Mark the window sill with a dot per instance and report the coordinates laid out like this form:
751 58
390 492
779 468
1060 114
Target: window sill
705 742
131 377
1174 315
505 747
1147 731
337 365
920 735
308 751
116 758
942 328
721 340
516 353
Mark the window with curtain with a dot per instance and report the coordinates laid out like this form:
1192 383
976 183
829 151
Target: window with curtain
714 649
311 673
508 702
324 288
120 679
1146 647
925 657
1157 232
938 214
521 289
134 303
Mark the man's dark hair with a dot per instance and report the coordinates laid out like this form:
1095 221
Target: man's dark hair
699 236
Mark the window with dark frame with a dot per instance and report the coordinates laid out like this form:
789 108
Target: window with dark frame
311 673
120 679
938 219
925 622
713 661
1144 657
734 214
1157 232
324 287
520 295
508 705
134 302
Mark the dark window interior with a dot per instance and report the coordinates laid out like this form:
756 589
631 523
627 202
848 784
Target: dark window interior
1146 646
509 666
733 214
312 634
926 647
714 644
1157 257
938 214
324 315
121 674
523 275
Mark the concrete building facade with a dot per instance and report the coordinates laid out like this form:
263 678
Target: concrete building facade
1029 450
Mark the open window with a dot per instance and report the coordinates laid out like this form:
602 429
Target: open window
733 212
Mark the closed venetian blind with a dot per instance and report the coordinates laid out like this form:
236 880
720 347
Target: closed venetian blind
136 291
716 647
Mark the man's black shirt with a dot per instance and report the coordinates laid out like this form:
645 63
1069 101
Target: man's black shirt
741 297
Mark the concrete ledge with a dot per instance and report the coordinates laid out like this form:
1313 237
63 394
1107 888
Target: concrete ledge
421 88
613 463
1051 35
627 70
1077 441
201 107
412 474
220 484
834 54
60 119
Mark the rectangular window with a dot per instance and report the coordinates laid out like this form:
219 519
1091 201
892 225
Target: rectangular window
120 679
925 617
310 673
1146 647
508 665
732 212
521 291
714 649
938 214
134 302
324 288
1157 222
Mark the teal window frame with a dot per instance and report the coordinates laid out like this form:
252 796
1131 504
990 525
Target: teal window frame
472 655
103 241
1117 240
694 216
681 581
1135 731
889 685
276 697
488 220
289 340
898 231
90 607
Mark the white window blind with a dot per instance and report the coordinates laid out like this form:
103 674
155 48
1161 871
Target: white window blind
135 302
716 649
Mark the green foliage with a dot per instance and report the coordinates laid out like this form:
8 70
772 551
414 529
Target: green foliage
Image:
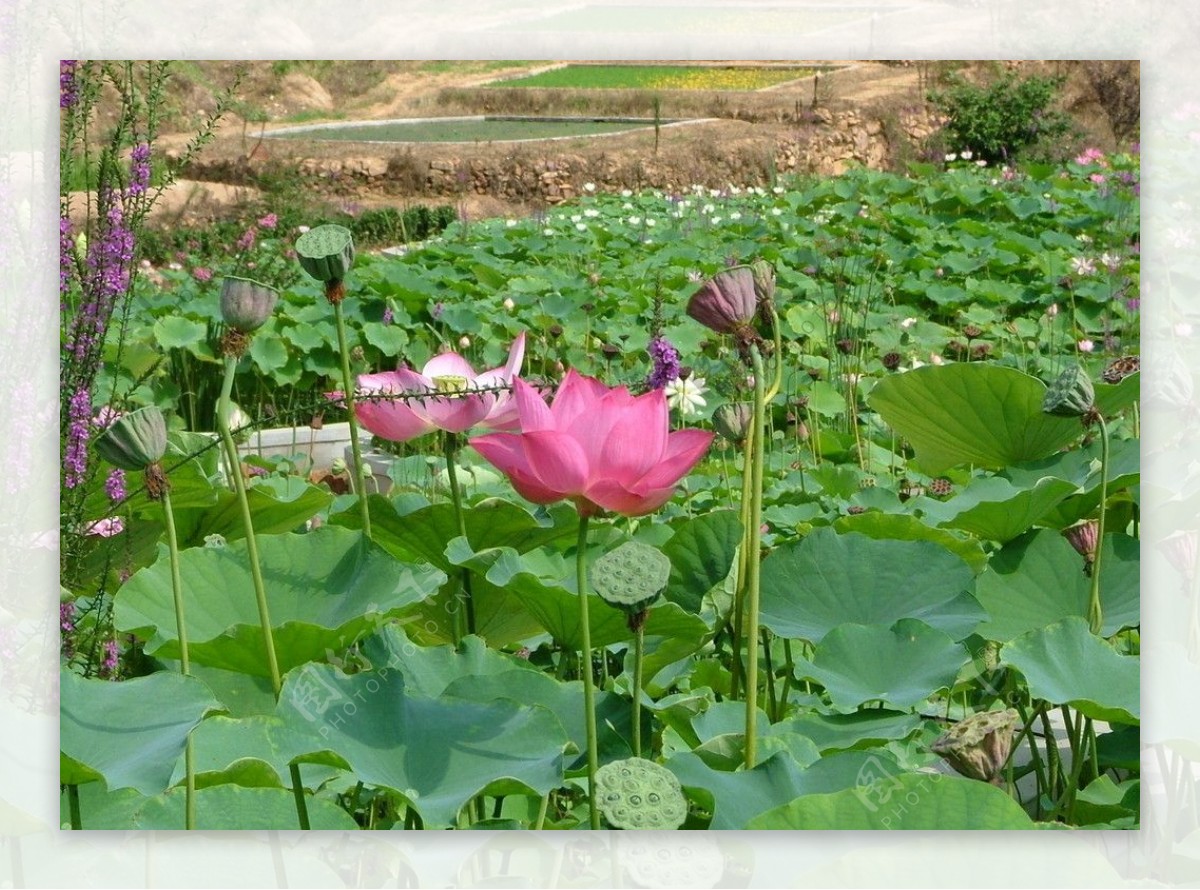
1003 120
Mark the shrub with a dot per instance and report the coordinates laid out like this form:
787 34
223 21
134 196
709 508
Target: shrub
1003 119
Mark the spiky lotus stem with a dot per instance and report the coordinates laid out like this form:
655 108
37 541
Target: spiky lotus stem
754 560
256 572
348 389
581 577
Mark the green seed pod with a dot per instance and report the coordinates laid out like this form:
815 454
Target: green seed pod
640 794
246 304
135 440
327 252
732 420
978 746
631 576
1071 395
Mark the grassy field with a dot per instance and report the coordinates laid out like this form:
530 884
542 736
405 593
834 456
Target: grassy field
659 77
480 131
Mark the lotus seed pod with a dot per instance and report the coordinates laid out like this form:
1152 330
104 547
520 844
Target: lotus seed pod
732 420
327 252
135 440
978 746
640 794
631 576
246 304
1071 395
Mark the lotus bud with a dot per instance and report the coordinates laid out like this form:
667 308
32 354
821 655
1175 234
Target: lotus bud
640 794
732 420
726 302
327 253
978 746
1071 395
1083 536
246 304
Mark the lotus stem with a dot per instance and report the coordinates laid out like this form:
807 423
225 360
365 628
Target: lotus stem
360 480
754 560
451 447
581 575
639 654
1095 611
256 572
73 805
177 589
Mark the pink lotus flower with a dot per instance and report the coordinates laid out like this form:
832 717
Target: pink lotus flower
454 404
601 447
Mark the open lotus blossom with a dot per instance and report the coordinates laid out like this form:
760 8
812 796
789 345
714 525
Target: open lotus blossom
454 404
601 447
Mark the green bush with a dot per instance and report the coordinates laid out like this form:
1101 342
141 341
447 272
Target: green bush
1008 118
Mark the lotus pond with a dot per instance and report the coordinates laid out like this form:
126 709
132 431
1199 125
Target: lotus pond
808 506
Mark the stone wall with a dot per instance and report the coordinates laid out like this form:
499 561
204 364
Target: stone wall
827 143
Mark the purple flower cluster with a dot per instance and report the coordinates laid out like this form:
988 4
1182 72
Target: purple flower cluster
666 364
109 256
75 457
66 266
139 169
69 88
114 486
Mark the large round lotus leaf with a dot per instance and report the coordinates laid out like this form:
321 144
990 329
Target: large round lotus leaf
971 414
324 590
909 801
1038 579
640 794
223 807
826 579
1065 663
901 665
129 733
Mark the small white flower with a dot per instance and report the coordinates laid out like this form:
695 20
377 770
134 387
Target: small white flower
685 396
1083 265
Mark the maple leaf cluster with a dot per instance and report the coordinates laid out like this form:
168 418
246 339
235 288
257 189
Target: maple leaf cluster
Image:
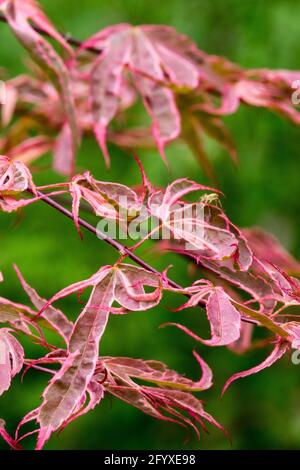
246 278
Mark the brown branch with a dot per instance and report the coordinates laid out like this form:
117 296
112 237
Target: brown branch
69 39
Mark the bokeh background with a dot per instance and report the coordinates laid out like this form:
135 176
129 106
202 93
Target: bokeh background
261 412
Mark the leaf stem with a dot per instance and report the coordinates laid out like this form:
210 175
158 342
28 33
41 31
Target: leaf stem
123 249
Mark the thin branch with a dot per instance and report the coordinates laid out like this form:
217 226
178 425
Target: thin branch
69 39
123 249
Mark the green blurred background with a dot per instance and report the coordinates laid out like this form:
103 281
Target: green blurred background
261 412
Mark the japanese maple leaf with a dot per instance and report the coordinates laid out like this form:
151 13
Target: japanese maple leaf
188 223
109 200
170 396
22 15
158 59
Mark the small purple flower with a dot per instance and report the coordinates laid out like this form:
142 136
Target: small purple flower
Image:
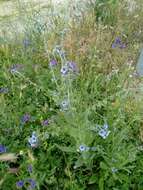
53 63
20 184
64 70
104 133
33 140
65 105
2 148
32 183
4 90
26 43
30 168
72 65
83 148
25 118
45 122
118 43
15 68
114 170
122 46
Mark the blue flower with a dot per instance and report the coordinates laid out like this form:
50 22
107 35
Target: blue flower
33 140
103 133
65 105
2 148
83 148
20 184
64 70
72 65
118 43
45 122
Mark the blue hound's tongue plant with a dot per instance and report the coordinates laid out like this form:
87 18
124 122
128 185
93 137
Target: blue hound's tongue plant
139 66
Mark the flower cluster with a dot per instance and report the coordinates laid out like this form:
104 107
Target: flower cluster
118 43
33 140
84 148
2 148
31 182
4 90
64 105
104 132
25 118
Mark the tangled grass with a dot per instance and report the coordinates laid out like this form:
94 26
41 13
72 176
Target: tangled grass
70 99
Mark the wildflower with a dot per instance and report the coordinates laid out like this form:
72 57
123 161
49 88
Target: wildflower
4 90
114 170
83 148
45 122
64 70
33 140
20 184
15 68
93 148
104 132
53 63
65 105
32 183
72 65
2 148
30 168
25 118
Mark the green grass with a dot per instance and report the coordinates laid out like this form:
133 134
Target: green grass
100 92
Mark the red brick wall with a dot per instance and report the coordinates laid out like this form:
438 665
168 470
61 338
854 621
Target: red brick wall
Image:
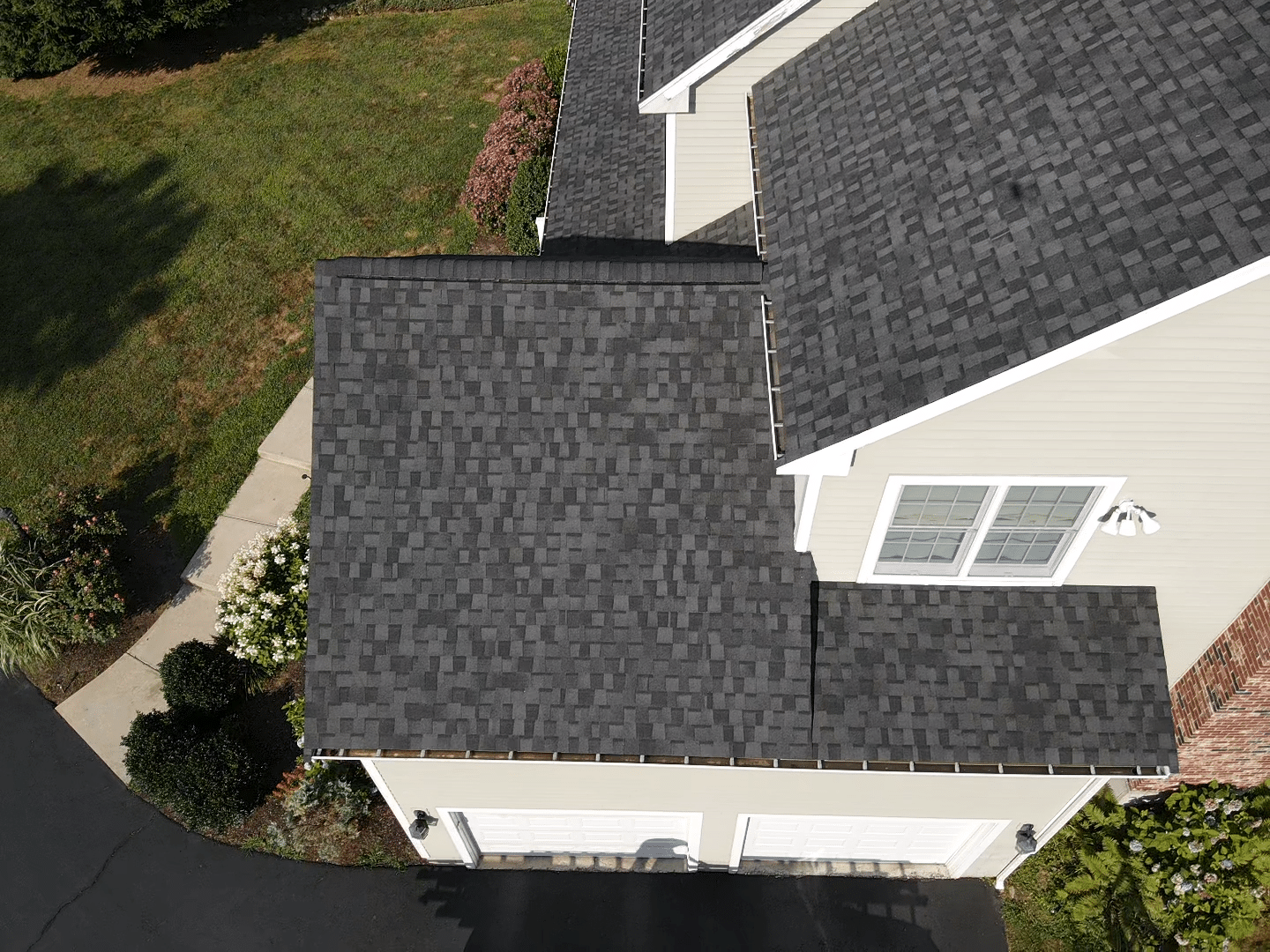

==================================================

WHAT YOU SHOULD DO:
Among the records above, find each line holding the string "foliage" and pull it out.

RESPONSE TO THE EXERCISE:
Mark the green foliage with a dot per instance and report the coordinates laid out like this form:
Target: green foliage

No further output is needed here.